RECORDS SUPPLIED section start
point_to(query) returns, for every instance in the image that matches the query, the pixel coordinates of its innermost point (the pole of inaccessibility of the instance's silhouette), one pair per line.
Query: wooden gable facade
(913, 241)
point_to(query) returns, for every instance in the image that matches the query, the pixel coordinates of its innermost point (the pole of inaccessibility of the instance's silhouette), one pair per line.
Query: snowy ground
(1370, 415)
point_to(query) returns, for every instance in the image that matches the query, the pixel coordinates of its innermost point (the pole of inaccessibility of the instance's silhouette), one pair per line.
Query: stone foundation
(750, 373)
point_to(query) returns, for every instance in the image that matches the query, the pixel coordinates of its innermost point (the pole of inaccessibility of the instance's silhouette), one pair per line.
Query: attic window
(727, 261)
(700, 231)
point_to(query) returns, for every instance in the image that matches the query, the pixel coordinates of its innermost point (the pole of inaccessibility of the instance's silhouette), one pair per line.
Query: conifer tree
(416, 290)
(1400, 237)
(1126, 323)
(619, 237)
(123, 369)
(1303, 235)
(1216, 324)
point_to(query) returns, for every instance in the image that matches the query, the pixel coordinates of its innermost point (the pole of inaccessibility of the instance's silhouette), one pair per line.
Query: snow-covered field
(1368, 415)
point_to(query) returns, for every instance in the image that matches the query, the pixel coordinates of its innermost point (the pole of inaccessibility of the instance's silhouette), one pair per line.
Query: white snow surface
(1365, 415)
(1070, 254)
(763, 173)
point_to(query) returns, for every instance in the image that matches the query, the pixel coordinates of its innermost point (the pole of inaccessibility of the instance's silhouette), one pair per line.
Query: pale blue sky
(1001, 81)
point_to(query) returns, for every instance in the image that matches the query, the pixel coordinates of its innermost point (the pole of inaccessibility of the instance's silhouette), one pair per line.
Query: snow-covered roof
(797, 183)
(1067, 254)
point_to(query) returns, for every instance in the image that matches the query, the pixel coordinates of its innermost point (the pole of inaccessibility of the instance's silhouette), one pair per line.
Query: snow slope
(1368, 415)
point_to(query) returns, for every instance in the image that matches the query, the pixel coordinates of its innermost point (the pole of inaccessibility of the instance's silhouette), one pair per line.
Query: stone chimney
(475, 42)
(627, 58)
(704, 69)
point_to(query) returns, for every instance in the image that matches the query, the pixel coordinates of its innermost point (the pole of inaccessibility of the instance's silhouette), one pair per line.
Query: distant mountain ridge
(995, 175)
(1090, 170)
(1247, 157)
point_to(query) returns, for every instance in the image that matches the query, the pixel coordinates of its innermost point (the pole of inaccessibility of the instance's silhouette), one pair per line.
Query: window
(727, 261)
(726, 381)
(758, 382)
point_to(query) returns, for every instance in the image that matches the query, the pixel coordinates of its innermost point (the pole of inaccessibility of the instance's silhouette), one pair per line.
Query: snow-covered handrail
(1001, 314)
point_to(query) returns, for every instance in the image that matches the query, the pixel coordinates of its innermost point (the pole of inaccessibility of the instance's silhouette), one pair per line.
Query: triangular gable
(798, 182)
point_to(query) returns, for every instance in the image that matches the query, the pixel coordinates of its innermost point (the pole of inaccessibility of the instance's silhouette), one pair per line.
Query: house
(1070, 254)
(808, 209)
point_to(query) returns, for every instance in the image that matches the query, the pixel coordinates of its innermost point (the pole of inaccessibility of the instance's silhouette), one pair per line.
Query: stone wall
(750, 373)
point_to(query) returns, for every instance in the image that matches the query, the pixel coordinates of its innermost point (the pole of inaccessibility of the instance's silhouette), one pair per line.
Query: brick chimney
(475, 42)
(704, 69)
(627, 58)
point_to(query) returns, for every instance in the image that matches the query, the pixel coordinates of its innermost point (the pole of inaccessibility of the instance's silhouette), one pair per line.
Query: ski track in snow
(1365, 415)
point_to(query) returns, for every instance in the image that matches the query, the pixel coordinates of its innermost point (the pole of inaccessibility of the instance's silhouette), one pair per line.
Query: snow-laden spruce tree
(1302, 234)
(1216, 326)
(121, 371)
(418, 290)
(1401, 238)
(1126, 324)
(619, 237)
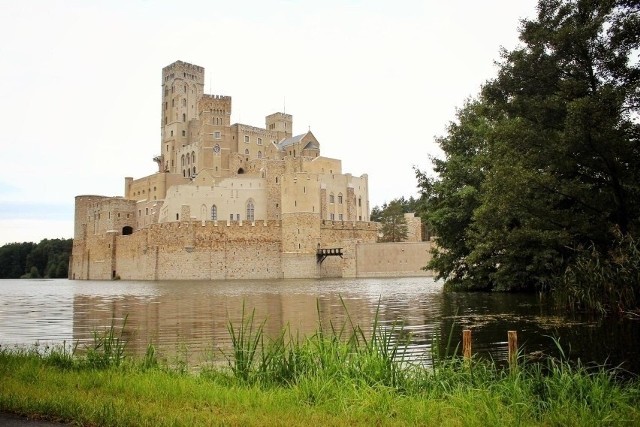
RECORDS SUPPLIED section end
→ **EXERCISE DETAILS**
Without altering a word, return all of the records above and leave out their pictures.

→ **RESULT OF THE EXERCISE**
point_to(query) returns, for every instance in the image that matches the query, the pixel coordinates of its innermost point (the pole of inaccessibility of the instance's silhouette), one pair per line.
Query: wooden gable facade
(913, 241)
point_to(query) returns, for every instance in the image that matches the query, the pixel coordinates of its innermost point (the pole of inaccessibility of the instance's silhouette), one pair per line.
Query: snowy ground
(1370, 415)
point_to(query) returns, for every instance in the image that matches the query, the pixel coordinates of its innermost point (the pole of inaccessibility of the instance's silhouette), one pair per line.
Query: stone foundation
(750, 373)
point_to(query) returns, for every instance in the image that matches the query, the pixel coordinates of its innermost point (the pole of inaccessibility of the instance's silhouette), one pair per line.
Query: attic window
(727, 261)
(700, 231)
point_to(query) returns, for every instance in the image that matches the query, the pixel coordinates of its innermost point (the pole of inaccessibility of the instance's silhouette), one pair per line.
Query: conifer tree
(416, 290)
(1400, 237)
(1126, 323)
(619, 237)
(123, 369)
(1303, 235)
(1216, 324)
point_to(query) returns, for every instance in the image that matches the query, the pixel coordinates of its innermost point (the pole of inaccessibility of the instance's silhouette), one pair per line.
Query: snow-covered field
(1368, 415)
point_to(query) returns, for every instance in the image that matches the query, the pixel coordinates of its innermost point (the pole of inaccessibility of the instance's silhouette), one pair per line.
Query: white snow surface
(1365, 415)
(1070, 254)
(763, 173)
point_to(query) returns, for every instance in the image that matches the query, the pixel coordinates of its innermost point (the pole of inaccessibility of the instance's silhouette), one pair per line.
Query: pale blue sky
(1001, 81)
point_to(query) returns, for every instance in the image that matches the query, the pixel coordinates of its innermost point (the pole of inaccessibility of the instance's silhouette), one pair per line.
Query: snow-covered roof
(797, 183)
(1067, 254)
point_to(query) returns, for every instance in the image that matches the query, the pixel coordinates of its innermost point (the pole of inaccessibility of the instance's silhouette), one pair per line.
Query: snow slope
(1368, 415)
point_to(query) returns, for every instance in the image that matches the query, the pixel coordinates of its innermost point (the pole of inaccessibility of the instance's silhouette), one pair per line.
Query: stone chimney
(475, 42)
(627, 58)
(704, 69)
point_to(query) returns, for every instance in the image that matches the query, the pixel coordinates of its innermost point (the pole of inaccessibility of the instance's silhouette), one pair per line.
Query: distant mountain ridge
(995, 175)
(1090, 170)
(1247, 157)
point_to(query) returns, for every instance in the image that matches the query, the pixel coordinates of its innermost point (the pole of inaccessibility of the instance's silhouette), one pair per line.
Query: window
(727, 261)
(726, 381)
(758, 382)
point_to(query) returns, for every instance in the image that matches the query, the pixel coordinates of its innermost point (the pole of inaccessibility of the instance's silhouette), one pair per line.
Query: snow-covered handrail
(1001, 314)
point_to(query) returns, for every instance in the image that matches the query, the pixel coordinates of its innermost point (the pole of inaccessibility of the instance's silhouette), one pair per line.
Query: triangular gable
(798, 182)
point_to(query) returns, for every instance in the image that matches the query, the pixel coordinates of its innermost point (the pole of inaccessibility of the instance's silhouette), one pair per line.
Query: house
(1070, 254)
(808, 209)
point_to(query) returns, for every instance in the image that matches the query, the pixel coordinates of its innermost point (the pole of inaccessibility of the instance's silhouette), one pair per line.
Query: stone wall
(750, 373)
point_to(query) returns, for every instance in the image that matches the query, the pixel coordinates of its innermost point (the pole of inaccessibility of the instance's silhouette), one pair per line.
Query: brick chimney
(475, 42)
(704, 69)
(627, 58)
point_to(query) returns, for every instance in the image that matches the query, the pixel coordinates of its innermost point (the pole of inaccessibility of the instance's silhouette), one pair per line.
Query: ski track in snow
(1365, 415)
point_to(query) returns, for every instance in the image that matches the query, the pixel coordinates of its innermost point (the pole of inaccessibility of the instance's silhouette), one pair per line.
Query: snow-laden spruce tree
(1302, 234)
(1216, 326)
(121, 371)
(418, 290)
(1401, 238)
(1126, 324)
(619, 237)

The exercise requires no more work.